Task material: Begin

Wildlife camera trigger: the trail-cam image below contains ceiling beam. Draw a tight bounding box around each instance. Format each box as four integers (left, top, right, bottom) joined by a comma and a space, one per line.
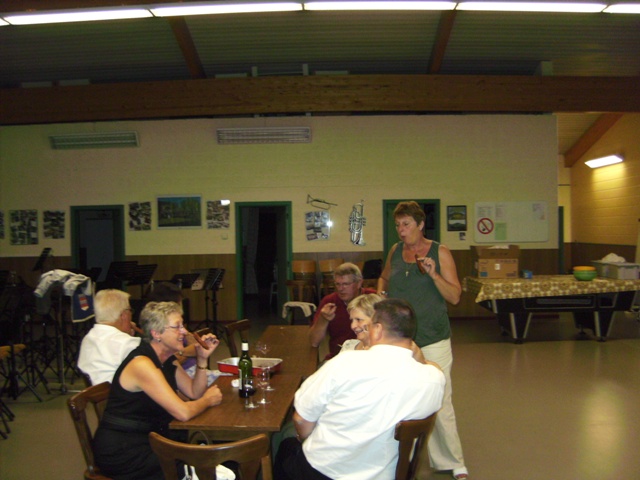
1, 75, 639, 126
428, 11, 457, 74
563, 113, 624, 167
167, 17, 207, 80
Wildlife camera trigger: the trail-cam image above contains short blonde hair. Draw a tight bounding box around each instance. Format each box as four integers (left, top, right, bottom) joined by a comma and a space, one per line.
334, 262, 363, 282
347, 293, 384, 318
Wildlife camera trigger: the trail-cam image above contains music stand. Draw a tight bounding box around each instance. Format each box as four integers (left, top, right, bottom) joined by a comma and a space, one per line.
170, 273, 201, 290
190, 268, 225, 333
32, 248, 52, 273
102, 261, 138, 290
129, 264, 158, 297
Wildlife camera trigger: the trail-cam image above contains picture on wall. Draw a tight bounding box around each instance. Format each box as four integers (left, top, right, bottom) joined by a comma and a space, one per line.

Task material: End

• [Work request]:
In the records above, return only the line that contains "above contains music" and every line after it through the last, exactly as they appear.

• [Result for this exercise]:
Wildlife camera trigger: the trail-cam image above contains music stand. Draw a tight bounding box around each instance. Format each box as four integers (left, top, right, bottom) joined by a comma and a space, one per line.
170, 273, 201, 290
190, 268, 225, 333
32, 248, 52, 273
102, 261, 138, 290
129, 264, 158, 297
Wildlife camera trigger: the trail-cam image above contains picture on wall. Draw a tight bounding box around each instance. Format each box as four integers (left, top, right, bottom) joined by a comma and a space, one per line.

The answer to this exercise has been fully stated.